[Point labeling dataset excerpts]
★ ★ ★ ★ ★
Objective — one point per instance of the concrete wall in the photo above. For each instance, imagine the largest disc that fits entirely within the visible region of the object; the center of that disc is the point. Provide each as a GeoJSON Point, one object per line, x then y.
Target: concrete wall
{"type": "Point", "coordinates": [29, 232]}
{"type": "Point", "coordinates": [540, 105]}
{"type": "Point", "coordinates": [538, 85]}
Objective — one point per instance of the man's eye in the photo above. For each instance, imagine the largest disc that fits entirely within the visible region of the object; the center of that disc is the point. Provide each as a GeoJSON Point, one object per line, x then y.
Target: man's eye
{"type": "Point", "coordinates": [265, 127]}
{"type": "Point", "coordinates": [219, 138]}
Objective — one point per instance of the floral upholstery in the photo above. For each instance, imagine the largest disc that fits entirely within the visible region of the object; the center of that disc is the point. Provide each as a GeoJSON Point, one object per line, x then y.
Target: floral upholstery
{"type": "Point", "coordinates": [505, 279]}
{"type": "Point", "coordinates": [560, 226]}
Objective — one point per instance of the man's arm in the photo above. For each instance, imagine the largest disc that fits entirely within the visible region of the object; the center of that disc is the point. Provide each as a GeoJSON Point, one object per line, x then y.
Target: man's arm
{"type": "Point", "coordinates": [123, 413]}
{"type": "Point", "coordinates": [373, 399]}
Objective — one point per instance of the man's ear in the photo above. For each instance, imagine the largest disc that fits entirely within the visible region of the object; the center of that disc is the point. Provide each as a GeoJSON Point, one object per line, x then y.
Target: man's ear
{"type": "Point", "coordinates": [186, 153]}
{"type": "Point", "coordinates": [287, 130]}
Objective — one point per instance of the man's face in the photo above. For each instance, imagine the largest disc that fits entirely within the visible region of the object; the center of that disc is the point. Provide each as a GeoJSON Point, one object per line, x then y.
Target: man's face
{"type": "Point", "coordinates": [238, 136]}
★ ★ ★ ★ ★
**Exercise objective:** Transcribe every entry exactly, omitting nothing.

**Task answer:**
Objective — one point per instance of the concrete wall in the photo above. For each instance, imagine the largest disc that fits entirely within the visible region of the object; the center of that disc is the point. Provide each as a GeoJSON Point, one object per line, x then y.
Target: concrete wall
{"type": "Point", "coordinates": [29, 232]}
{"type": "Point", "coordinates": [540, 105]}
{"type": "Point", "coordinates": [538, 85]}
Objective — one point per instance of the man's eye in the photo above. For each instance, imagine the largest disc that fits entirely within the visible region of the object; the center of that disc is the point. Provide each as a GeoJSON Point, one object per line, x then y.
Target: man's eye
{"type": "Point", "coordinates": [265, 127]}
{"type": "Point", "coordinates": [219, 138]}
Objective — one point per instance of the floral upholstery in the photo above. For each instance, imagine the largest disc that fits entirely within the visible region of the object; the center of that disc is the point. Provide each as a GeoJSON Point, one object per line, x then y.
Target: floral upholstery
{"type": "Point", "coordinates": [505, 279]}
{"type": "Point", "coordinates": [560, 226]}
Objective — one point per instance of the man's arm in the photo above. For each instance, imagine the largest disc that fits entirely within the visible region of the object; the center of that disc is the point. Provide each as a GeoJSON Point, one object per line, x then y.
Target: man's arm
{"type": "Point", "coordinates": [123, 413]}
{"type": "Point", "coordinates": [373, 399]}
Objective — one point per instance of the man's ear in the photo above. For each instance, imagine the largest disc that fits entirely within the visible region of the object; the center of that disc is the point. Provide each as a GeoJSON Point, one object per line, x then y.
Target: man's ear
{"type": "Point", "coordinates": [186, 153]}
{"type": "Point", "coordinates": [287, 130]}
Objective — one point per instance of the man's face in the photo above. For each instance, imagine the largest disc that fits entirely within the visible region of the object; the center of that disc is the point. Provide each as a GeoJSON Point, one object per line, x then y.
Target: man's face
{"type": "Point", "coordinates": [238, 136]}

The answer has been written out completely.